§ Given passage
The company disputes the federal rationale that a shortage of anthrax vaccine makes mass immunization impractical, claiming that BioPort can supply enough vaccine for the entire nation. "At the time that policy was announced, DHHS [Department of Health and Human Services] said that were it not for a supply constraint by the manufacturer, this policy would change," BioPort president Bob Kramer told The Scientist. "It is completely unacceptable for public health and our country's preparedness to be dictated by a capacity constraint," he said.
The federal government is stockpiling enough smallpox vaccine to immunize everyone in the country, but is vaccinating only military personnel in high threat areas against anthrax. The government is also accumulating a smaller civilian stockpile of anthrax vaccine adsorbed, or AVA, which BioPort manufactures under the trade name BioThrax.
In March, a committee of the National Academies of Science Institute of Medicine (IOM) determined the anthrax vaccine to be safe and effective. But the IOM panel cited shortcomings in BioPort's manufacturing process, which relies on older technologies, as well as the 18-month immunization process, to support its conclusion that the US really needs a new and improved vaccine.
A plan to vaccinate millions of members of the military stalled in June 2000 while BioPort struggled to correct manufacturing problems that caused the Food and Drug Administration (FDA) to stop anthrax vaccine shipments. Money from the Pentagon kept the company alive while it revamped processes to address violations related to safety, sterility and consistency, Kramer acknowledged.
Citing contract confidentiality, Kramer would not say how much federal money had been invested in BioPort since 1998, when it took over a troubled manufacturing facility. Published reports estimate the Pentagon has spent more than $120 million on the anthrax vaccine manufacturer, which is owned in part by Admiral William Crowe Jr., former head of the Department of Defense Joint Chiefs of Staff.

[Dataset entries]
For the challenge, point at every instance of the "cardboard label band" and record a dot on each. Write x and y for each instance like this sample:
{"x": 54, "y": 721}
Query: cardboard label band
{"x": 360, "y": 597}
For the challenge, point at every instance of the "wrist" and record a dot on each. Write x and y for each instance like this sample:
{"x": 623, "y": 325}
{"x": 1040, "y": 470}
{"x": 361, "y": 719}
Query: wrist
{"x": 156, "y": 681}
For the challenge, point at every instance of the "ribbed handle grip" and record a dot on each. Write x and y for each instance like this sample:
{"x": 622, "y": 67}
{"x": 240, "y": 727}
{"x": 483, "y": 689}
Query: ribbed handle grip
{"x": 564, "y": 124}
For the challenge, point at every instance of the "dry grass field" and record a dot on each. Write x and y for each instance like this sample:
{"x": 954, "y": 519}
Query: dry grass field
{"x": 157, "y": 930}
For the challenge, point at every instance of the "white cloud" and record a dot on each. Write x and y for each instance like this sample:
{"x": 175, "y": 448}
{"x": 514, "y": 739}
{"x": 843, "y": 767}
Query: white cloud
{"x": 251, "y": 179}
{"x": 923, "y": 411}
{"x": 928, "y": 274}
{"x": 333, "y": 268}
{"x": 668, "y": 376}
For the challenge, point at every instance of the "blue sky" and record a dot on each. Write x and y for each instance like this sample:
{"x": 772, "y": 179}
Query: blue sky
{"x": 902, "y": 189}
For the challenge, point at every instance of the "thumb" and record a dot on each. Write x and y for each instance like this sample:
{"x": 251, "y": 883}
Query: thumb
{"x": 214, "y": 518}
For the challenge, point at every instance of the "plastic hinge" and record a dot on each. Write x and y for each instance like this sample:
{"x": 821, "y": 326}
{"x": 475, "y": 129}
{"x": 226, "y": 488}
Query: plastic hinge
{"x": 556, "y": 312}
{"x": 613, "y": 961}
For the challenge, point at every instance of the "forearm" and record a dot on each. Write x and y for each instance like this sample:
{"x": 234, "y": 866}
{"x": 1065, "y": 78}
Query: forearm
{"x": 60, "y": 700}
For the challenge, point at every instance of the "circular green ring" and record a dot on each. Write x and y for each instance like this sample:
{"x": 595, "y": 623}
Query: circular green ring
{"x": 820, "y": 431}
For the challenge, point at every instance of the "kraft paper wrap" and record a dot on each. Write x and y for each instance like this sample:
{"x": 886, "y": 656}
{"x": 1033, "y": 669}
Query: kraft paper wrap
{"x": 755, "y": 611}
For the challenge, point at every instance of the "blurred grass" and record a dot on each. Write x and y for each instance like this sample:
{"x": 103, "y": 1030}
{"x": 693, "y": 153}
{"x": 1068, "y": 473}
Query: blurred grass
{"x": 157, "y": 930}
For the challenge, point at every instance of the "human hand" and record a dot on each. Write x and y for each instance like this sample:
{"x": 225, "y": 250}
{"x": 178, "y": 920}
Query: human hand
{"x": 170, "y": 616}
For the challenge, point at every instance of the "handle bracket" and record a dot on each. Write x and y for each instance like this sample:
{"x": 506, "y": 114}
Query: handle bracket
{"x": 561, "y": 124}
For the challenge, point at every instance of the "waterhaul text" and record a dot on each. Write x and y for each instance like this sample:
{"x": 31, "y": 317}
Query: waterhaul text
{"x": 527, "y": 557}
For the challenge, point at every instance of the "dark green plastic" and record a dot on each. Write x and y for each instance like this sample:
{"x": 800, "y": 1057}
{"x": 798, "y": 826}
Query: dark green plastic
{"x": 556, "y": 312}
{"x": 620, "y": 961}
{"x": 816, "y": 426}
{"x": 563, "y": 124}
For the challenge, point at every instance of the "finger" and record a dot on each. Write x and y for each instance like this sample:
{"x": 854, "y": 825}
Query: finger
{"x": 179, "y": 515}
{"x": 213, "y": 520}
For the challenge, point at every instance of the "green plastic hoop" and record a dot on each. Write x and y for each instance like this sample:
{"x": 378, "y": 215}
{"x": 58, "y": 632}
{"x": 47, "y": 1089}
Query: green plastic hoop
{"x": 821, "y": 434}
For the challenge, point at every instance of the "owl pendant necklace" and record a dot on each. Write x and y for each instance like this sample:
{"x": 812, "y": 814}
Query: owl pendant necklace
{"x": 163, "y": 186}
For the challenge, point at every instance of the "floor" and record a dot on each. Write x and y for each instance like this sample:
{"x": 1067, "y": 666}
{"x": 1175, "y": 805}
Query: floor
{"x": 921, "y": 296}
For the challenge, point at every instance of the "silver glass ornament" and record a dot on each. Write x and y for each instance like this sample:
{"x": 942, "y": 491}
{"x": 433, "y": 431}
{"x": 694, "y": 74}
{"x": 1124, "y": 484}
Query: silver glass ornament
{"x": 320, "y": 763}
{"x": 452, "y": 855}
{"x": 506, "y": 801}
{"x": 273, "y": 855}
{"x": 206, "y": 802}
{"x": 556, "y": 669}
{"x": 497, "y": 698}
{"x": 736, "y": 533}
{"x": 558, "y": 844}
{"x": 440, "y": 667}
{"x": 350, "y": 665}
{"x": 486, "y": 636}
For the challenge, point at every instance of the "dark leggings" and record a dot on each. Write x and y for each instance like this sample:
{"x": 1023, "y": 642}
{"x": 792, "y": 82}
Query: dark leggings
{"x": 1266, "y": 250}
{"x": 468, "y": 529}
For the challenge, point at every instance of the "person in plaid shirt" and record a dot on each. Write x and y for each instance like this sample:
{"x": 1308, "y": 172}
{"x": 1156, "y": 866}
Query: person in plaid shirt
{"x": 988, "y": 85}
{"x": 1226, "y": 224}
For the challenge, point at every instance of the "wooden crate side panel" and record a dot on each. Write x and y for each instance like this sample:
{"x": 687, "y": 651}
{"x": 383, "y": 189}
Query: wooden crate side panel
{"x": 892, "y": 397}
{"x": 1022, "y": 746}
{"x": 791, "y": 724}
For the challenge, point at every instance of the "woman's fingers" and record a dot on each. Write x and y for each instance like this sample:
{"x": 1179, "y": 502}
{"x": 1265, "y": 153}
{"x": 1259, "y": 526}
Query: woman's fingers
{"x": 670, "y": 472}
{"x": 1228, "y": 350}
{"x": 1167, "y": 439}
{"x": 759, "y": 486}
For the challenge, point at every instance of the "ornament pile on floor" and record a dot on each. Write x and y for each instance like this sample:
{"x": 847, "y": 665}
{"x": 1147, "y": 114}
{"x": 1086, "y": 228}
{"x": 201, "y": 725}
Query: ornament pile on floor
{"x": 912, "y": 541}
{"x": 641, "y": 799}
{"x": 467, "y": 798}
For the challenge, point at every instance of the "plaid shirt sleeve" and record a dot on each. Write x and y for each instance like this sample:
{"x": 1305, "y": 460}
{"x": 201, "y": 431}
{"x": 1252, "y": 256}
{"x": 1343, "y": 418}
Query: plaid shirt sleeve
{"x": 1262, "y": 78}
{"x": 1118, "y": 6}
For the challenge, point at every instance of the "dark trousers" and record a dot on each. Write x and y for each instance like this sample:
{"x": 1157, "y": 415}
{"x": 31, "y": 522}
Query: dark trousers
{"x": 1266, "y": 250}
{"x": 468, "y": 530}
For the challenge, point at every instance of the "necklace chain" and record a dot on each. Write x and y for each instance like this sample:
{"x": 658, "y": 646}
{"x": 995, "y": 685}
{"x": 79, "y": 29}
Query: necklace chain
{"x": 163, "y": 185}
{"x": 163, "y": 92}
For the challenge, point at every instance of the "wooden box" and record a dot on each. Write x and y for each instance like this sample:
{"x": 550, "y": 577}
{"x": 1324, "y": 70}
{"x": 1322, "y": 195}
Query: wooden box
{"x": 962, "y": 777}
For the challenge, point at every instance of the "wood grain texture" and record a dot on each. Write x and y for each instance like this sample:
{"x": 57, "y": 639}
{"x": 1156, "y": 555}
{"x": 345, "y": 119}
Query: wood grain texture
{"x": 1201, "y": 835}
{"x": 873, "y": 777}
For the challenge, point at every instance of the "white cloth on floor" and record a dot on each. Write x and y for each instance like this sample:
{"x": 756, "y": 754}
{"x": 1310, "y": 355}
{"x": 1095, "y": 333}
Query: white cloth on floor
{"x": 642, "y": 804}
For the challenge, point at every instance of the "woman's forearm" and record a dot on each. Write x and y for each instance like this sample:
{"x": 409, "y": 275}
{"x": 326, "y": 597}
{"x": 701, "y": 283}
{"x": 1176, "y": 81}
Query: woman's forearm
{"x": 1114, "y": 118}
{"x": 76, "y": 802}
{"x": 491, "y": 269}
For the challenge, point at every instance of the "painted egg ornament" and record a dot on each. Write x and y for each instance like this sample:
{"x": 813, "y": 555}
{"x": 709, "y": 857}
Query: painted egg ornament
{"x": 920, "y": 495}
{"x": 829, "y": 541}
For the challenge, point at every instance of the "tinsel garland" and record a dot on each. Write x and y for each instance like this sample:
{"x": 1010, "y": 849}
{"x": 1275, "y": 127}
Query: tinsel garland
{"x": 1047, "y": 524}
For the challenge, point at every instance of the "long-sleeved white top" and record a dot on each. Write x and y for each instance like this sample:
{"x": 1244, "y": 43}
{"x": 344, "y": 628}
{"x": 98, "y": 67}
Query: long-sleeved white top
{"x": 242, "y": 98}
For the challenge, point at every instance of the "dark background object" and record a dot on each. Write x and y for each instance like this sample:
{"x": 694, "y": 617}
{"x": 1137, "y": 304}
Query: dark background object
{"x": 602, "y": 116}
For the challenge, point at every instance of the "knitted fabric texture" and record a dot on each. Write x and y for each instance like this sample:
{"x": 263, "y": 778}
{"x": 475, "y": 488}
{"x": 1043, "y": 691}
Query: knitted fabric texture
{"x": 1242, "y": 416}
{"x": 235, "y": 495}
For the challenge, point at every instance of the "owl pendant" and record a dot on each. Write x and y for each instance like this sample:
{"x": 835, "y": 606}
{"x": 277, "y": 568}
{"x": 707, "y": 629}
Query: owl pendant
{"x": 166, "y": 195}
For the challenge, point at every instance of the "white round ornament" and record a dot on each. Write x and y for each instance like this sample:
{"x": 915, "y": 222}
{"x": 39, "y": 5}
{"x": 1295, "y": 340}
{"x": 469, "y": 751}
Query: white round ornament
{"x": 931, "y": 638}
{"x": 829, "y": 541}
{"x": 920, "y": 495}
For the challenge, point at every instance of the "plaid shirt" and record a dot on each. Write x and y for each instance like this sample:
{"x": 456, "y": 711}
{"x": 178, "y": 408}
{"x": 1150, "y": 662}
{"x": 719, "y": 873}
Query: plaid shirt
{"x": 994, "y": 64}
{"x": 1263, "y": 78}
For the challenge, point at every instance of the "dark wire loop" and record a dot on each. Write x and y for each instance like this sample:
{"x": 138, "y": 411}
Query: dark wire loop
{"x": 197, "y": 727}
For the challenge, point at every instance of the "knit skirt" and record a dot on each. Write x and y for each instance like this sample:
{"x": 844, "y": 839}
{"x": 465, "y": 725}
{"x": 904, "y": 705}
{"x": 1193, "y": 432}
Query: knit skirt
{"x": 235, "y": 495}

§ Check your understanding
(a) Write out the anthrax vaccine article from "Citing contract confidentiality, Kramer" up to and including "Chiefs of Staff.".
(b) According to the anthrax vaccine article, under what trade name does BioPort manufacture anthrax vaccine adsorbed?
(c) Carry on the anthrax vaccine article, starting right after its final sentence.
The dataset entries are separate material, unrelated to the anthrax vaccine article.

§ Responses by task
(a)
Citing contract confidentiality, Kramer would not say how much federal money had been invested in BioPort since 1998, when it took over a troubled manufacturing facility. Published reports estimate the Pentagon has spent more than $120 million on the anthrax vaccine manufacturer, which is owned in part by Admiral William Crowe Jr., former head of the Department of Defense Joint Chiefs of Staff.

(b) BioThrax

(c)
BioPort won FDA approval in December 2001, Kramer said, and lined up a manufacturing partner in order to ramp up for full capacity production. But the senior government officials with whom BioPort met with last year have so far failed to act on a concerted anthrax immunization strategy, he said.
The company's renewed lobbying effort, Kramer explained, is based in part on a report commissioned by BioPort, which urges development of a plan for civilian anthrax vaccination, as has been done for smallpox. Former US Army Surgeon General Ronald Blanck headed the BioPort panel, which also included Gilbert Ross, executive director of the American Council on Science and Health, a corporate-sponsored non-profit organization whose recent publications include a book disputing evidence that children are more vulnerable than adults to environmental toxins.
But chances of a bioengineered strain of antibiotic-resistant anthrax are high, the report concluded, and such a strain would likely defeat the government's current best anthrax defense strategy, which relies on a combination of post-exposure vaccination and antibiotics.
"What the panel members are recommending in this report is that the appropriate government agency, DHHS or [the Department of] Homeland Security, needs to do a fundamental risk assessment similar to what's been done with smallpox in order to determine the subset that is at risk and should be considered for immunization," Kramer said.